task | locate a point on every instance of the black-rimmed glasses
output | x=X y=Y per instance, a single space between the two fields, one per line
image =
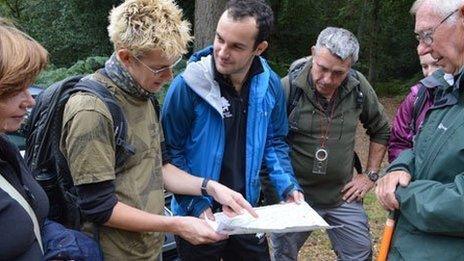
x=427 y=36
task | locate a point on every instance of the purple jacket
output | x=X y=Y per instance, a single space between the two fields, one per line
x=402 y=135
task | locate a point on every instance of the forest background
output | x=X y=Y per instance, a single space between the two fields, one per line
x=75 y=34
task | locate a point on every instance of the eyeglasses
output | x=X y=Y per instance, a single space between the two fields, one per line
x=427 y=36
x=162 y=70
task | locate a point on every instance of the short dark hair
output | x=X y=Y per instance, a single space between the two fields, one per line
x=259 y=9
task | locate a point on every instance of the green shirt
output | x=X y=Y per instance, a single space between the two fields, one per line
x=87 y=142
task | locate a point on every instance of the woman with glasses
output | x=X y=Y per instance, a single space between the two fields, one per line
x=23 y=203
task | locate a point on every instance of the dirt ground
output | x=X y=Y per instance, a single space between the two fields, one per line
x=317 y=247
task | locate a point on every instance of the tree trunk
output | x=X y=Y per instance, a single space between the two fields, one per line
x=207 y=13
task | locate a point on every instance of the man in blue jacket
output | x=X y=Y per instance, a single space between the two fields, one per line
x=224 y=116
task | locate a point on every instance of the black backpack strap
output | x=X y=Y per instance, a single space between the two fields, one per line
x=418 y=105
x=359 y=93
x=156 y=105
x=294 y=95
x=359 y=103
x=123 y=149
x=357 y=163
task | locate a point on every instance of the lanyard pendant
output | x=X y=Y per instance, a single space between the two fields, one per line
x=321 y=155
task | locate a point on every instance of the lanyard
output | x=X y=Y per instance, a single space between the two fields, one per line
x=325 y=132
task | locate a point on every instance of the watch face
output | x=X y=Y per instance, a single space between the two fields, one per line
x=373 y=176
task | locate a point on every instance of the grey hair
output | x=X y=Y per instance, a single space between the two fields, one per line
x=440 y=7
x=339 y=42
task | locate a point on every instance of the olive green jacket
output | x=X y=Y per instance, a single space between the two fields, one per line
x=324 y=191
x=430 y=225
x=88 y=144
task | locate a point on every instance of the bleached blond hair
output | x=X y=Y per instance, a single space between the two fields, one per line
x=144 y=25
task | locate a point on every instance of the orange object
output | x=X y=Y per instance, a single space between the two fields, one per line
==
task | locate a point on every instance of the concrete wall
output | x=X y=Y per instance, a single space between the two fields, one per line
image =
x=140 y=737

## Task instructions
Transcribe without alteration the part of the records that opens with the line containing "task | locate a point on every instance of the man" and closes with the line containing "x=321 y=155", including both of those lines.

## Expected answer
task | locate a point on every instance of the man in blue jacket
output | x=X y=Y per instance, a single space between the two fields, one per line
x=224 y=116
task | locate a point on every instance of the black backpack strap
output | x=X y=Y per instance, a single space between the two fields, one per line
x=418 y=105
x=359 y=93
x=156 y=105
x=294 y=95
x=359 y=103
x=123 y=149
x=357 y=163
task | locate a point on every instance of the lanyard pendant
output | x=X y=Y per instance, a single space between the two fields, one per line
x=321 y=155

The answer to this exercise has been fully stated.